WHAT IS NEEDED: Starting at the line that contains "balcony in the image above.", transcribe every remaining line of the entries exactly, including the last one.

TASK DATA:
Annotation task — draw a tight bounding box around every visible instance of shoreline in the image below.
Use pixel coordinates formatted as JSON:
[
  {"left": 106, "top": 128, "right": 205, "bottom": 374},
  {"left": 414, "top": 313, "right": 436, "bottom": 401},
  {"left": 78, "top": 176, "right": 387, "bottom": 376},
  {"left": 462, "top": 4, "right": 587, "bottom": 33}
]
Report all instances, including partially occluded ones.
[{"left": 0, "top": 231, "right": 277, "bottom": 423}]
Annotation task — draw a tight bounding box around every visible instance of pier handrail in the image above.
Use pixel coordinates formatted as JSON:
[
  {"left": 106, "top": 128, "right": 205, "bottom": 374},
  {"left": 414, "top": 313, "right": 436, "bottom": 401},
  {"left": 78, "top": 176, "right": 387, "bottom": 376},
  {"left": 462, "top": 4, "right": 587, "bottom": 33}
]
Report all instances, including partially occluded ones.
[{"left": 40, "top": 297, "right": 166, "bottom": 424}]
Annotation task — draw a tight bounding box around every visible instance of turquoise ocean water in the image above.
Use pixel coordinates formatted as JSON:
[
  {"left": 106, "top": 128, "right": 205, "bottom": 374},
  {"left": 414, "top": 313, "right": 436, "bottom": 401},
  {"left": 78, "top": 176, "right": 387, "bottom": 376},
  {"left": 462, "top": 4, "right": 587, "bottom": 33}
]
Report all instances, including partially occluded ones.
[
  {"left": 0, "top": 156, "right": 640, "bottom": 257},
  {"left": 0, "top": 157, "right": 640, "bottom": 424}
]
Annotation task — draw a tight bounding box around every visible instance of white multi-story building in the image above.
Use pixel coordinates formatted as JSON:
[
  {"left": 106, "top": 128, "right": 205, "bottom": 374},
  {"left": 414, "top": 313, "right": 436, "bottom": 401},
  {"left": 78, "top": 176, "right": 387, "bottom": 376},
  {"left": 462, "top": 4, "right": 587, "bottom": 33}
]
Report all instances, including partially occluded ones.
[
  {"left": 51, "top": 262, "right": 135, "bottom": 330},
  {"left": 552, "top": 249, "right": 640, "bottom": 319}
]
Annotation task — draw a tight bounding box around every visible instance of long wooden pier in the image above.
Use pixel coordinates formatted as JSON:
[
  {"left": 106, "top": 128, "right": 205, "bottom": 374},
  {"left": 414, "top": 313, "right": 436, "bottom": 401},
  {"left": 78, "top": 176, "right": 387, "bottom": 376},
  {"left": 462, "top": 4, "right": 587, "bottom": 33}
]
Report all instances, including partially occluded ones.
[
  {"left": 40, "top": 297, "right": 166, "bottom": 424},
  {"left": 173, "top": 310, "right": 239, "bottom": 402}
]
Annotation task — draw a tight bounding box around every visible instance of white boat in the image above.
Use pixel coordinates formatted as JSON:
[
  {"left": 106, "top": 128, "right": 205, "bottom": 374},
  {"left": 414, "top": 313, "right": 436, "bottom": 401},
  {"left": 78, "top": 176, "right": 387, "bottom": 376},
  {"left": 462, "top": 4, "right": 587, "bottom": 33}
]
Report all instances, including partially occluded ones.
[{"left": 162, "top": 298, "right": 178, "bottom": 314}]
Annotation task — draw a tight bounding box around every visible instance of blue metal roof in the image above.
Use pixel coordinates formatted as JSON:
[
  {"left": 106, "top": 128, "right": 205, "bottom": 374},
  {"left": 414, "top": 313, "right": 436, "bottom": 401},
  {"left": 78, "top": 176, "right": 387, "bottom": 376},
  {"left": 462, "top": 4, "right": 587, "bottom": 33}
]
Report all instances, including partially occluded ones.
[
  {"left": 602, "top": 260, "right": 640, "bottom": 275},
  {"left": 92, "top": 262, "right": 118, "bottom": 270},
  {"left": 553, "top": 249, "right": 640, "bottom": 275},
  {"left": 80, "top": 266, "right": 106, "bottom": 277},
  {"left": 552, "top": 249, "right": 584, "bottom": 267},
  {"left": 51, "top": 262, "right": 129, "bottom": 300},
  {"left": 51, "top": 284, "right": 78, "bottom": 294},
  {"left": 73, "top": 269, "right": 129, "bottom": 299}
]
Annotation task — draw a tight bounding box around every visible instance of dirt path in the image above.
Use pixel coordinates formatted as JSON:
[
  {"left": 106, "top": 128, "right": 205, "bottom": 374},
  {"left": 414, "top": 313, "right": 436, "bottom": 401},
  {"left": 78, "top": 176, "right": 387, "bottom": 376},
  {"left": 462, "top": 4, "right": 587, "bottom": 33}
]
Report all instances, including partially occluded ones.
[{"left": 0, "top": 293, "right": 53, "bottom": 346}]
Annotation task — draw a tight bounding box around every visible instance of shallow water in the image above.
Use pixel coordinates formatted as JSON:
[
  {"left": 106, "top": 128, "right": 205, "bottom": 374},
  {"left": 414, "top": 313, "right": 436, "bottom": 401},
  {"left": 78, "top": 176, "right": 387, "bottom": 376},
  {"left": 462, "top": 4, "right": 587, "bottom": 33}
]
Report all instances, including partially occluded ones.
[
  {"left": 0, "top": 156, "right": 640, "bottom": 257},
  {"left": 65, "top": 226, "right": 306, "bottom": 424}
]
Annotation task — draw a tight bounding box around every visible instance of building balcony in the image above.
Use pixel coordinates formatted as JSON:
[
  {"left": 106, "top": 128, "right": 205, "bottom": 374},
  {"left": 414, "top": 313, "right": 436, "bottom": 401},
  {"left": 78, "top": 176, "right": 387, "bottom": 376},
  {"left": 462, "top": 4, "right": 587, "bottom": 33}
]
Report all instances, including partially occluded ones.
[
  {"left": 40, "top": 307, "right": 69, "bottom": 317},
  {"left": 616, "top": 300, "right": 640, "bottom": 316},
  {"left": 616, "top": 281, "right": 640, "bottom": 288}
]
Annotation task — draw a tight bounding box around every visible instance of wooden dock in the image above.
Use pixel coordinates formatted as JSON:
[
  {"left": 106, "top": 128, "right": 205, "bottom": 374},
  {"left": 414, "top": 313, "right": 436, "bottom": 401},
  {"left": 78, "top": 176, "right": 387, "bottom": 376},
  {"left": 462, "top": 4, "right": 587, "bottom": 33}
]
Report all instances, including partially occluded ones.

EXPECTED OUTPUT:
Annotation task — draw a tight bounding box around every visible instance of building balcony in the image above.
Use pixel coordinates formatted as JSON:
[
  {"left": 106, "top": 128, "right": 205, "bottom": 374},
  {"left": 414, "top": 313, "right": 436, "bottom": 401},
  {"left": 78, "top": 176, "right": 387, "bottom": 376},
  {"left": 462, "top": 4, "right": 587, "bottom": 33}
]
Report all instances, including partially occluded ones.
[
  {"left": 40, "top": 307, "right": 69, "bottom": 317},
  {"left": 616, "top": 300, "right": 640, "bottom": 316},
  {"left": 616, "top": 281, "right": 640, "bottom": 288}
]
Annotation task — draw a tight bounding box around every visible instance of wooden dock in the image above.
Use pixel coordinates formatted as JSON:
[
  {"left": 106, "top": 128, "right": 205, "bottom": 374},
  {"left": 414, "top": 313, "right": 436, "bottom": 401},
  {"left": 78, "top": 176, "right": 387, "bottom": 376},
  {"left": 462, "top": 4, "right": 587, "bottom": 33}
]
Report all instances, including partially occluded ones.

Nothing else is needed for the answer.